- **Data entries**:

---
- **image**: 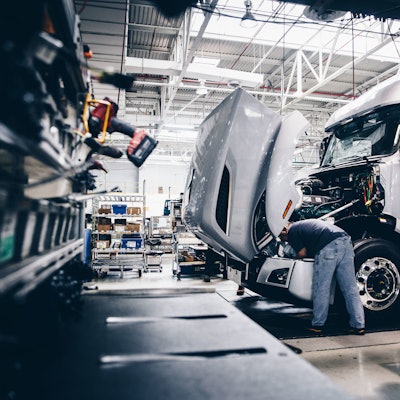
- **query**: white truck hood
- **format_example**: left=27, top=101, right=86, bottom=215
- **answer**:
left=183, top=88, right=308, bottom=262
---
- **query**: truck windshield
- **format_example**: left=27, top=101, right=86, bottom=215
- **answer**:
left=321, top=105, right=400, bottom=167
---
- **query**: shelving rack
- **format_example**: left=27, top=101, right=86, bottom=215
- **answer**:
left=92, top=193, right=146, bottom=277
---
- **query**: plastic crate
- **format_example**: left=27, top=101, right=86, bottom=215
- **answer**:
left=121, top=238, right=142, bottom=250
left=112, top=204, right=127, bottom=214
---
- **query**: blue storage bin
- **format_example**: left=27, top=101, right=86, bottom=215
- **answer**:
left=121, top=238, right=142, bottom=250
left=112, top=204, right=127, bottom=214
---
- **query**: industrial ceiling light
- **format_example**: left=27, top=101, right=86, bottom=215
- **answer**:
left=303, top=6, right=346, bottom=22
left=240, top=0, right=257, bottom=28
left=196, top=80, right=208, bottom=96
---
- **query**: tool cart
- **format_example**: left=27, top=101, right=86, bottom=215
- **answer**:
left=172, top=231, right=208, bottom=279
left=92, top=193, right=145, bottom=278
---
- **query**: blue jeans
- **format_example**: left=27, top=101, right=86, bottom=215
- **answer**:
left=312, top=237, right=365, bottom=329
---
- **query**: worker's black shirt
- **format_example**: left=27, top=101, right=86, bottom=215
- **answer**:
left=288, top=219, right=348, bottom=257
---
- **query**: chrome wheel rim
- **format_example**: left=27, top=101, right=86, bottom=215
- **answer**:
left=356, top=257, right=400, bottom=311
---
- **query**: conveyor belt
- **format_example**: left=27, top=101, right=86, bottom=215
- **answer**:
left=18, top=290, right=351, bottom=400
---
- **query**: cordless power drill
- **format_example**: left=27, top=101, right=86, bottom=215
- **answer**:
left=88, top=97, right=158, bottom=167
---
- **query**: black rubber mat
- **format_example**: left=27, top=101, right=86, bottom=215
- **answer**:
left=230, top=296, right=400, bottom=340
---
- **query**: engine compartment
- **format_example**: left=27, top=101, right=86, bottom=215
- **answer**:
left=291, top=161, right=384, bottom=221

...

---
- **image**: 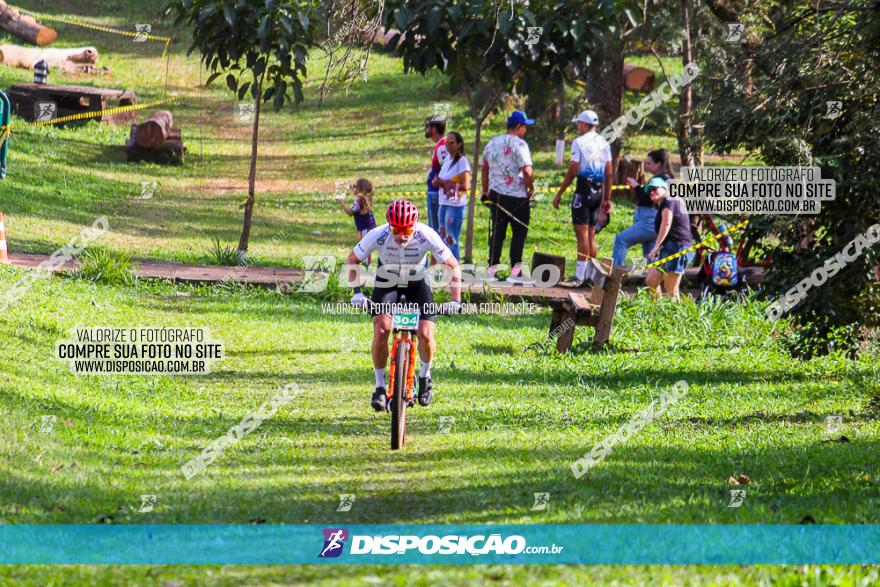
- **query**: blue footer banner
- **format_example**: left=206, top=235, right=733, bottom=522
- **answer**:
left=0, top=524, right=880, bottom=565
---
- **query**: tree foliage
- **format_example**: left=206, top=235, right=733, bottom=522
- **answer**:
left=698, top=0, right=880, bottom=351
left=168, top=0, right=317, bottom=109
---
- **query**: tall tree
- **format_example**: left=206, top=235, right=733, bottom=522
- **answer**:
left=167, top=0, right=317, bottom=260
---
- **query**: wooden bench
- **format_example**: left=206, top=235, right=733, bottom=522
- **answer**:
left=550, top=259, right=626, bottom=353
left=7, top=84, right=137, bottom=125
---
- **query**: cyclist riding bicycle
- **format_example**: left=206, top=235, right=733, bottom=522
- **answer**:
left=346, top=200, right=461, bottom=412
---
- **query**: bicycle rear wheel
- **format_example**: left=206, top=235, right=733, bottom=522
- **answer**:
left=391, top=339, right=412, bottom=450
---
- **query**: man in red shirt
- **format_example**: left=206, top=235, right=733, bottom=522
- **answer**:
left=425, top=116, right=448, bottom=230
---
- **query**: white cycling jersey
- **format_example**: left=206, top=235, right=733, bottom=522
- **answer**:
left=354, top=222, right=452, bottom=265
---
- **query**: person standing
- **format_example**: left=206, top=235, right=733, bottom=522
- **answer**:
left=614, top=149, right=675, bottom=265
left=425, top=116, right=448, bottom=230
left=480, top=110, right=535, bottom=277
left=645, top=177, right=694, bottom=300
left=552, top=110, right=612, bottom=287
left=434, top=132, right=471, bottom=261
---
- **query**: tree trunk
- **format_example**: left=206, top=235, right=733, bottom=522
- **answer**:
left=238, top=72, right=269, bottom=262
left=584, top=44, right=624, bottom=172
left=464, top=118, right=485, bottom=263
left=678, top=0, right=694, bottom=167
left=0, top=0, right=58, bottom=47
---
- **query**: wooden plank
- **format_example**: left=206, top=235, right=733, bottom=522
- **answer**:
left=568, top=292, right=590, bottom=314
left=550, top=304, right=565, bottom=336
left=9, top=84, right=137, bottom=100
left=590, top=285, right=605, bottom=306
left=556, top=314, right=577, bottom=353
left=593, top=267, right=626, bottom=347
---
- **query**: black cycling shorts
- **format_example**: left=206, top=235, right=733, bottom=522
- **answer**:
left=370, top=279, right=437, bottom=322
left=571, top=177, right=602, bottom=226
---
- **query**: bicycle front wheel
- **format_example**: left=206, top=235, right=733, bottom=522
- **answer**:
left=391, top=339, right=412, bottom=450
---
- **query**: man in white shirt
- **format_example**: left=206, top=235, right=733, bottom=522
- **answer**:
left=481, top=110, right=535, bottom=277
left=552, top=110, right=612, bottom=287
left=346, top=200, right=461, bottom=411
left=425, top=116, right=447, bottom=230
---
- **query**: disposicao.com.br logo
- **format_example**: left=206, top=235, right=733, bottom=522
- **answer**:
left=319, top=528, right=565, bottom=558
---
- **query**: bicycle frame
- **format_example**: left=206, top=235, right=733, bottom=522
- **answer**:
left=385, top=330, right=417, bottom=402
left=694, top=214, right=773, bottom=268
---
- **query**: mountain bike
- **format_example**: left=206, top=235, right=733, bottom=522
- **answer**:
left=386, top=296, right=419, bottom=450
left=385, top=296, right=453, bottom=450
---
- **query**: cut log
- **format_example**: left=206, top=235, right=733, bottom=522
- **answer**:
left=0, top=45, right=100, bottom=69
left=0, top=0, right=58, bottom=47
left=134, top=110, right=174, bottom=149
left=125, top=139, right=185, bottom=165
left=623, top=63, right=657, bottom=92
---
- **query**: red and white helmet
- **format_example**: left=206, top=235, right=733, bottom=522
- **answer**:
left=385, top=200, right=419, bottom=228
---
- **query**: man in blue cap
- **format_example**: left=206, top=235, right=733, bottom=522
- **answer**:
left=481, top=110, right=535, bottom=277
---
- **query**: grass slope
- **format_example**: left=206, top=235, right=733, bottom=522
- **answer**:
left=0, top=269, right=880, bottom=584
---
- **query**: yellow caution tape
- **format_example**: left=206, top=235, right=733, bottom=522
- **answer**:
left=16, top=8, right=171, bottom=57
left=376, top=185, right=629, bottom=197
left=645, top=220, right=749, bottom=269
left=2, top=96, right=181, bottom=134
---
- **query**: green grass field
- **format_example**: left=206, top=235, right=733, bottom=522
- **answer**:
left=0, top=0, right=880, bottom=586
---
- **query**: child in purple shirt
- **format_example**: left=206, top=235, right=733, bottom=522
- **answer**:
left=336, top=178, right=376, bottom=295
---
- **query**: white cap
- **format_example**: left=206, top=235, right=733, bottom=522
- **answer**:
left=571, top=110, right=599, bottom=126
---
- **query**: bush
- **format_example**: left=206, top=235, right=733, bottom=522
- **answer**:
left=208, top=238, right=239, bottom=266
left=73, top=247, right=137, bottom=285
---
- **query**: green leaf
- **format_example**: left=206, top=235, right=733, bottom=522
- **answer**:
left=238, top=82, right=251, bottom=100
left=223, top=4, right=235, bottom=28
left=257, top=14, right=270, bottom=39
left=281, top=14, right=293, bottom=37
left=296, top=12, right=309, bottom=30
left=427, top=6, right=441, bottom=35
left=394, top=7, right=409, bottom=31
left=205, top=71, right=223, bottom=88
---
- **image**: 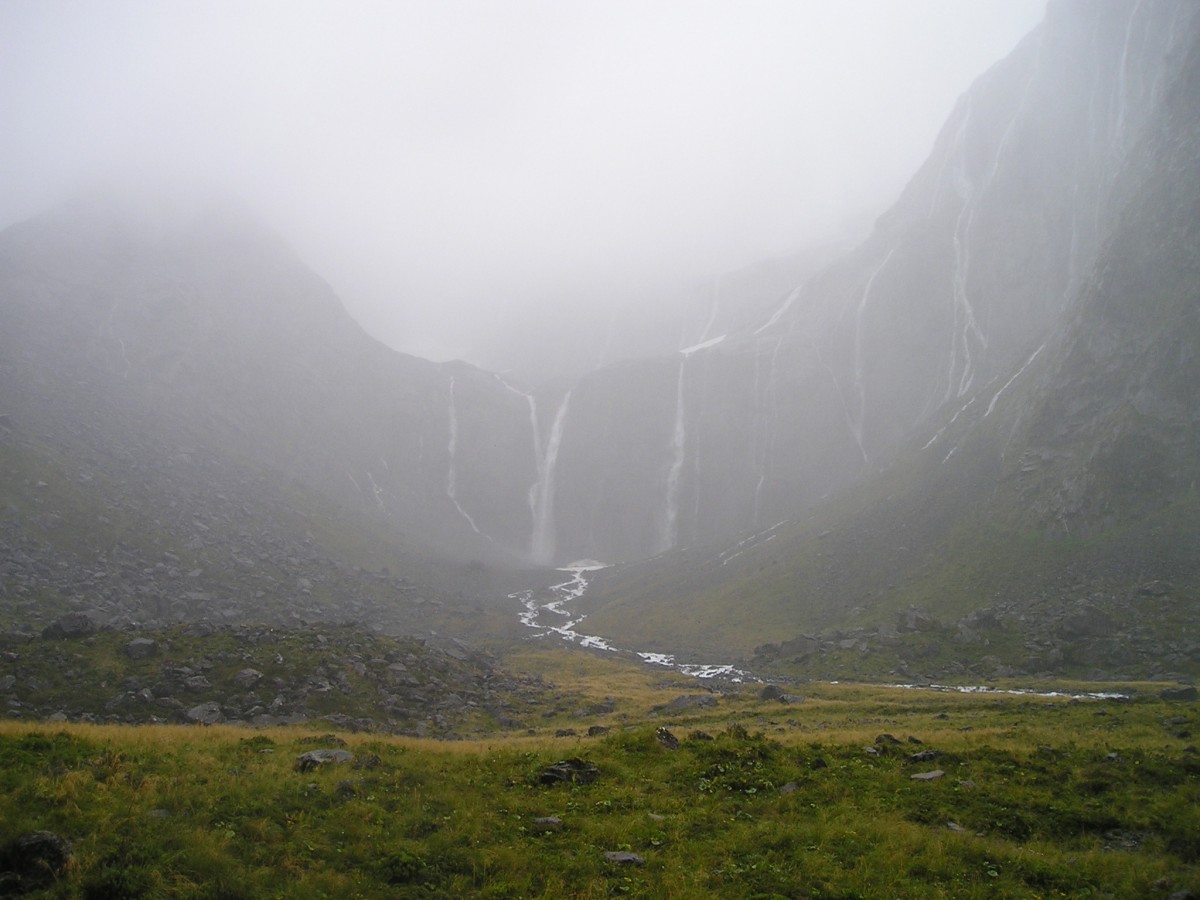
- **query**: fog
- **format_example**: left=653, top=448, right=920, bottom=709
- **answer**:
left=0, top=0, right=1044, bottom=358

==

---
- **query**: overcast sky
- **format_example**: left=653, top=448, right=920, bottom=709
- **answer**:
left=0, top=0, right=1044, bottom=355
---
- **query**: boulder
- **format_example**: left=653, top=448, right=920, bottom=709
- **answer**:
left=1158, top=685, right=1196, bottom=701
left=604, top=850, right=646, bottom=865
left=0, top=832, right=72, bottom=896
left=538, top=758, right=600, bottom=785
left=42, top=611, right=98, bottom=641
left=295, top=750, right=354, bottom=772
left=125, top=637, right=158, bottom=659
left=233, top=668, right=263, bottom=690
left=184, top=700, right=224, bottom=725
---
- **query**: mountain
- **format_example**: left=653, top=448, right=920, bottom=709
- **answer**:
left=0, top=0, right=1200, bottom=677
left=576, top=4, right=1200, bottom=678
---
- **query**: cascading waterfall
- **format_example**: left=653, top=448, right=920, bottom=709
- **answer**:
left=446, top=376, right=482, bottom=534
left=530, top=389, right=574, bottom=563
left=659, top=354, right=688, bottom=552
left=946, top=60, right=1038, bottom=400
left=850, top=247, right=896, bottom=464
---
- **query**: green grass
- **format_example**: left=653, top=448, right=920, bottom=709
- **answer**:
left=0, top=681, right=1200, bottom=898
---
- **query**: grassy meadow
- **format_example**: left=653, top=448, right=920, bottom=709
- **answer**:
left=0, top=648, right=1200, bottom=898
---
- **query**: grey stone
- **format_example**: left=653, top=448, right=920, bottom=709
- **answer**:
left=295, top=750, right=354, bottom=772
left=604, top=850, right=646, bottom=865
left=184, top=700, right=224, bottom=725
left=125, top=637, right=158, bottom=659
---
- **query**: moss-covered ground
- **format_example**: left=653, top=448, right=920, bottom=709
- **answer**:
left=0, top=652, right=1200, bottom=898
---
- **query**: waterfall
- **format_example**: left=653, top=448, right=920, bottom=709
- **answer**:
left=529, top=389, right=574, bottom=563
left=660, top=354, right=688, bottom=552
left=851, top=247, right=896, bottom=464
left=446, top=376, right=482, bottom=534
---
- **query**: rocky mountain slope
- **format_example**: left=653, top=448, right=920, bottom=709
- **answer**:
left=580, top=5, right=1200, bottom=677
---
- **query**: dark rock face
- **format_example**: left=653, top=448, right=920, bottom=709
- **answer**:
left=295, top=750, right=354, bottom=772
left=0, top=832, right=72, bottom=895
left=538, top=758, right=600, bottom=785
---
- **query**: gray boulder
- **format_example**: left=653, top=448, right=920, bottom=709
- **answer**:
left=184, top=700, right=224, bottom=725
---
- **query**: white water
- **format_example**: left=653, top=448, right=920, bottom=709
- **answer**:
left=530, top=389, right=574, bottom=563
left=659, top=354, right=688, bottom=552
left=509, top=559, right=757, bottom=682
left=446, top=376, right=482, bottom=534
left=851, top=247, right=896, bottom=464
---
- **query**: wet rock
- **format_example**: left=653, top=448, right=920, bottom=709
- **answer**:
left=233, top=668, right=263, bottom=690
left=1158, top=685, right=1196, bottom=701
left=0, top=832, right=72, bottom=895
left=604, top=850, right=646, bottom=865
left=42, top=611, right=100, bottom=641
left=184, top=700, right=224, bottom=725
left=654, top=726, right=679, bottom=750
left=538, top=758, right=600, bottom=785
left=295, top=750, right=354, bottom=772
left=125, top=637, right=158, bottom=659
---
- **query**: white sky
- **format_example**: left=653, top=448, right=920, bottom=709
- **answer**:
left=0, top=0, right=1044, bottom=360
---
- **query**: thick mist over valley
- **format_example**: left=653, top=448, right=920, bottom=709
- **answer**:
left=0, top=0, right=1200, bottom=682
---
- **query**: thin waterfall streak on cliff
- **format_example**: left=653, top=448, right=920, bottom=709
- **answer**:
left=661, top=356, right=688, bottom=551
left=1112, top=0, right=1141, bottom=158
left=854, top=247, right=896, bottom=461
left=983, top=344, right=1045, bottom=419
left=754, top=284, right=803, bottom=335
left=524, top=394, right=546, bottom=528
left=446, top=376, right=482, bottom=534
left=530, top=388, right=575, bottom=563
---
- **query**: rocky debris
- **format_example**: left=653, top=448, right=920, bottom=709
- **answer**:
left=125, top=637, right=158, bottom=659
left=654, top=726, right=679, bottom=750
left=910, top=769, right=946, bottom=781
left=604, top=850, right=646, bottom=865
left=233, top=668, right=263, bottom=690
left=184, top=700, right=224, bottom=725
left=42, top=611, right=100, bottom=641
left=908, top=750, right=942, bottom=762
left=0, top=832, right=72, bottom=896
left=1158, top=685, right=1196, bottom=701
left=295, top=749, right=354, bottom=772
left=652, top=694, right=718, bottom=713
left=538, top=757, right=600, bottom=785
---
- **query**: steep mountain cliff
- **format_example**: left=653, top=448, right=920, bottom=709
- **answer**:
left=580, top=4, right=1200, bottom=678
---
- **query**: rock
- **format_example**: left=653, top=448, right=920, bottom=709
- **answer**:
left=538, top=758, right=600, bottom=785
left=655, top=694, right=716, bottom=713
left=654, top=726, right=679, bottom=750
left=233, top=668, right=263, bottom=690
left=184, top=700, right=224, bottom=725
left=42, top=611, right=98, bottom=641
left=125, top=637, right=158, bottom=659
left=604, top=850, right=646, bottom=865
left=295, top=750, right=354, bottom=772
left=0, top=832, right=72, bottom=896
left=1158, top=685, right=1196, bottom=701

- **Task to complete**:
Copy out each line from the items above that contains the string "cliff".

- **Full output**:
- **query**: thin waterfall streak on cliff
- **query**: steep mountain cliff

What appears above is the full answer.